EXERCISE REQUIREMENTS:
1/ Could you return the passage of the bank charges text from "9. In relation" up to and including "Regulations 1999 (UTCCRs).", copied word for word?
2/ Which acts and regulations does the bank charges text name? List every one.

READING TEXT:

****

8. The Defendant denies that it is in breach of any term of the Consumer Credit Act 1974 as alleged or at all and the Claimant is put to strict proof thereof.

 

Where do I start???

 

9. In relation to the allegations raised by the Claimant relating to bank charges the defendant says that the Claimant's account was governed by the Defendant's personal business banking terms and conditions. Pursuant to those terms the Defendant is entitled to make a charge for its services as set out in the Defendant's price list, including an overdraft review fee for considering whether to provide and providing an overdraft.

 

OK.....

 

10. The Defendant denies that the charges applied to the Claimant's account amount to penalties at common law and/or unfair contract terms for the purpose of the Unfair Terms in Consumer Contracts Regulations 1999 (UTCCRs).

 

Hmmmm....

 

11. The charges applied to the Claimant's account were reasonsable and were properly fully disclosed in the Defendant's terms and conditions and published price list. the charges represent the contractually agreed price for the services provided and the UTCCRs are not applicable to them; alternatively, they are not unfair contrary to the UTCCRs. Further the charges are not default charges and, accordingly, can not amount to a penalty.

 

So where are these Terms and Conditions?

 

I'm pretty sure a Judge has recently ruled that the UTCCRs are in fact applicable.....

 

12. The Claimant's claim relating to the Defendant's alleged failure to comply with the Data Protection Act 1998 is denied. The Claimant has issued seperate proceedings at this court under claim number ******** under which he is seeking damages in relation to the same allegations and the Defendant has filed a Defence to those proceedings. The Defendant denies the allegations made by the Claimant in relation to the processing of data as alleged at all.

****

INFORMATION SUPPLIED:
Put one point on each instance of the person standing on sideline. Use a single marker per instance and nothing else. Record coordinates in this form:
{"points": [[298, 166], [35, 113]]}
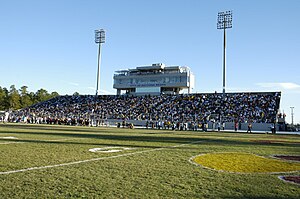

****

ANSWERS FOR THE TASKS:
1/
9. In relation to the allegations raised by the Claimant relating to bank charges the defendant says that the Claimant's account was governed by the Defendant's personal business banking terms and conditions. Pursuant to those terms the Defendant is entitled to make a charge for its services as set out in the Defendant's price list, including an overdraft review fee for considering whether to provide and providing an overdraft.

 

OK.....

 

10. The Defendant denies that the charges applied to the Claimant's account amount to penalties at common law and/or unfair contract terms for the purpose of the Unfair Terms in Consumer Contracts Regulations 1999 (UTCCRs).

2/
- Consumer Credit Act 1974
- Unfair Terms in Consumer Contracts Regulations 1999 (UTCCRs)
- Data Protection Act 1998